(What the exercise asks):
Render the lines below as a numbered list, from the line containing "Exercise. Point out the f-150" through the line containing "<point>487,371</point>", inclusive, omitting any blank lines.

--------

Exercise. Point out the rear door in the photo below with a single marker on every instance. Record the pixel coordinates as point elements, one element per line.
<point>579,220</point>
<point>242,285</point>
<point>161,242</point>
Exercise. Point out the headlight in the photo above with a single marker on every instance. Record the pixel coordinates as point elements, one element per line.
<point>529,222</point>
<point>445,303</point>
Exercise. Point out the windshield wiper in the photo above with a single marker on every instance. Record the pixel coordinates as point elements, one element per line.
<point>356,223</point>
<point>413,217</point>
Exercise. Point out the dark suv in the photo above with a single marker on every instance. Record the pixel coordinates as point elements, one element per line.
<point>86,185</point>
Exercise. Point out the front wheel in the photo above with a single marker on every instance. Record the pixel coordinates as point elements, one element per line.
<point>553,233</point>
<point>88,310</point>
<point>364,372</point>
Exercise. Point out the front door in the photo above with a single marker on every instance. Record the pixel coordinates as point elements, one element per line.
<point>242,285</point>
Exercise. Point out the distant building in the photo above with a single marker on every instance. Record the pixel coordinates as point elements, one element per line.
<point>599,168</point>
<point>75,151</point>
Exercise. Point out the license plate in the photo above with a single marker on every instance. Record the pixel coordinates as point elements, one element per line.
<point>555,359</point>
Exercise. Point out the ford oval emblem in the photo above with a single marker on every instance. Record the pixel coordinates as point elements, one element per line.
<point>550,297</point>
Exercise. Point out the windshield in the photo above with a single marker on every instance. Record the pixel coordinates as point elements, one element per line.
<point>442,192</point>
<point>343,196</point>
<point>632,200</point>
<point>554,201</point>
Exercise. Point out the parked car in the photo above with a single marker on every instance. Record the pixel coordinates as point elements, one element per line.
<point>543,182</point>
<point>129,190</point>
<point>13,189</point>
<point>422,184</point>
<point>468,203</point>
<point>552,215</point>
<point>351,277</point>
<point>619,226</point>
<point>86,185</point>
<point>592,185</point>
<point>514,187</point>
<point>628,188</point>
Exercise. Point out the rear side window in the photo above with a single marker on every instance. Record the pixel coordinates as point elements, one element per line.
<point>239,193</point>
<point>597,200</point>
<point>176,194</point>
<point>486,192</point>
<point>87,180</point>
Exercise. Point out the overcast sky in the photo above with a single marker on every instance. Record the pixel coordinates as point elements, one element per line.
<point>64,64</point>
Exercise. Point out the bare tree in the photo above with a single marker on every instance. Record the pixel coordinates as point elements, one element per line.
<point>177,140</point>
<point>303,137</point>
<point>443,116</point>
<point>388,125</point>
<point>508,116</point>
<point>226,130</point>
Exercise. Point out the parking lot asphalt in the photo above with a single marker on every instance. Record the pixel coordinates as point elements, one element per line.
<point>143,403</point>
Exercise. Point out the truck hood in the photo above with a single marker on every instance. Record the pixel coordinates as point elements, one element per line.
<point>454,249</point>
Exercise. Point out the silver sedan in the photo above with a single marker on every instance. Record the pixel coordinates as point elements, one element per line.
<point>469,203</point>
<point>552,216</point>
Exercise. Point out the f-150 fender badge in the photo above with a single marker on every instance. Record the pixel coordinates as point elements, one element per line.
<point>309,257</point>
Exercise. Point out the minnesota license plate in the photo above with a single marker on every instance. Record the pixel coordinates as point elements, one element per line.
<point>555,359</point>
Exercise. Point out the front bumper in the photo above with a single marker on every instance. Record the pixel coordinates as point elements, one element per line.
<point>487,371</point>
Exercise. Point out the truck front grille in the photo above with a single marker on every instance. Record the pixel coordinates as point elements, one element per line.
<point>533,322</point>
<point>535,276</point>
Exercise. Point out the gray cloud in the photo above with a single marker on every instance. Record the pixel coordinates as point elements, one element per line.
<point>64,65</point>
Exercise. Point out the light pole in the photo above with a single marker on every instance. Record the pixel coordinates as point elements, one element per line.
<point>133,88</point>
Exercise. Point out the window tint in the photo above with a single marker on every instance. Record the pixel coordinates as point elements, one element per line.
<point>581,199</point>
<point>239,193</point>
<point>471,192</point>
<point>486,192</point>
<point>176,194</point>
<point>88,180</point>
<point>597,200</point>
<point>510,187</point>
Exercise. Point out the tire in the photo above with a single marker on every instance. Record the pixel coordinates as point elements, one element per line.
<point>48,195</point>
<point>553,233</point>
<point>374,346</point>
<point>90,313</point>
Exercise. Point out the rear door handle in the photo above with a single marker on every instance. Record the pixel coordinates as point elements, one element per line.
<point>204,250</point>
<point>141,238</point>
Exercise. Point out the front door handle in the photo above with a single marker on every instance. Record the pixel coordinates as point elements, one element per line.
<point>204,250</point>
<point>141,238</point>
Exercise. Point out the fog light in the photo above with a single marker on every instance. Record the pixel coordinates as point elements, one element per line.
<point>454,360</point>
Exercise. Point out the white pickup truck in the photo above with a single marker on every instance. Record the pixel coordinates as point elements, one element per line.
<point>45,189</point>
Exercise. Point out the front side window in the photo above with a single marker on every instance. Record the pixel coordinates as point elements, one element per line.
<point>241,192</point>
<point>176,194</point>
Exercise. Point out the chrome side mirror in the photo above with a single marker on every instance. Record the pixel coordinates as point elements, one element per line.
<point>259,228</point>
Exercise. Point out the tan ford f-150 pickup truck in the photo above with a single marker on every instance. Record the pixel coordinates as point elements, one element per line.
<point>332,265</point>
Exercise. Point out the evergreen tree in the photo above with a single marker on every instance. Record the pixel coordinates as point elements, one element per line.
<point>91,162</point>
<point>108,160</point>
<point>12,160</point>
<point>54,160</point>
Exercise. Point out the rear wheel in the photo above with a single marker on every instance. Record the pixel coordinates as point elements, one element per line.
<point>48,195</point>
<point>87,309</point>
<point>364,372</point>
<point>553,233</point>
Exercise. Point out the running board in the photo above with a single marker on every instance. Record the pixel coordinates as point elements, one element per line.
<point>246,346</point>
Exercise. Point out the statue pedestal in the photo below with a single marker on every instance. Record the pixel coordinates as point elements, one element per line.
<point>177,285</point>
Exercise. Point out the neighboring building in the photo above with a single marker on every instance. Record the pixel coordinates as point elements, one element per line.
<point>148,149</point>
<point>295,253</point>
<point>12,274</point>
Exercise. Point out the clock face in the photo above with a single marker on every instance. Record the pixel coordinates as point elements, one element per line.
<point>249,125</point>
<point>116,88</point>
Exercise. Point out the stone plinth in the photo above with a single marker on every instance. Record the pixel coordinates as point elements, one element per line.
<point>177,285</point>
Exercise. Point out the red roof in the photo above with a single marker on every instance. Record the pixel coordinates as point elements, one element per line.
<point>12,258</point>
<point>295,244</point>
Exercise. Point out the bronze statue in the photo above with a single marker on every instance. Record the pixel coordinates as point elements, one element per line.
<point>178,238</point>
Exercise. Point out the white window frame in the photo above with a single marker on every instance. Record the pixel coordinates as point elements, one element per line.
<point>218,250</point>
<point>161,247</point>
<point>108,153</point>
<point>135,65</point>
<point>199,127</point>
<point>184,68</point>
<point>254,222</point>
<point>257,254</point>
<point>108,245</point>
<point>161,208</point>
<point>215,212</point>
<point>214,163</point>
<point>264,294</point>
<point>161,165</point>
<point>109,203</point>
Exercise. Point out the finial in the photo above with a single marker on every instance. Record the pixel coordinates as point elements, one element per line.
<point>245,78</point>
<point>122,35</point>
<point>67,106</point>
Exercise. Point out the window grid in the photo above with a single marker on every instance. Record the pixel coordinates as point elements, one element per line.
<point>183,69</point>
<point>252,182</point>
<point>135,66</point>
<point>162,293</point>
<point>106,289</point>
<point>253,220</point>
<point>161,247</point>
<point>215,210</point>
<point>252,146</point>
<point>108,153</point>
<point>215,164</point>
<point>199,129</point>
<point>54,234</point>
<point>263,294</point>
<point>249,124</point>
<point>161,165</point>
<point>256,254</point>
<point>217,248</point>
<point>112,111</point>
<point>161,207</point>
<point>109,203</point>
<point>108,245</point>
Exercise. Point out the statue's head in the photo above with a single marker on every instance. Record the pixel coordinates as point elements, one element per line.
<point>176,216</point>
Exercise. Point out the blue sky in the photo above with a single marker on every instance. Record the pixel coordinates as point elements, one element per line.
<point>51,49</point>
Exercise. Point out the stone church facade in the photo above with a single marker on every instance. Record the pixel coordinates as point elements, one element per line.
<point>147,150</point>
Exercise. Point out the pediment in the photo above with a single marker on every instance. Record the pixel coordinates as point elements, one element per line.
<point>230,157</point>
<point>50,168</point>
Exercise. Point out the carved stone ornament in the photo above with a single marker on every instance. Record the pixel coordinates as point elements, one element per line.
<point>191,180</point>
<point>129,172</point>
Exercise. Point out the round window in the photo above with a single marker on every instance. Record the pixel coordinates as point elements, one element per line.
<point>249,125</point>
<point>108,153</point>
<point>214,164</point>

--------

(Output for this task):
1. Exercise. Point out the f-150 fender badge in the photo above with a single marker on every instance. Record the pixel coordinates as point elements, one element per line.
2. <point>309,257</point>
3. Exercise. Point out the minnesota license plate in the photo above with a single marker on every instance. Record the pixel coordinates as point elements, one element per line.
4. <point>555,359</point>
5. Exercise. Point out the front bumper in the photo above with a single marker on every instance. Record the pixel coordinates as point elements, one element per line.
6. <point>487,371</point>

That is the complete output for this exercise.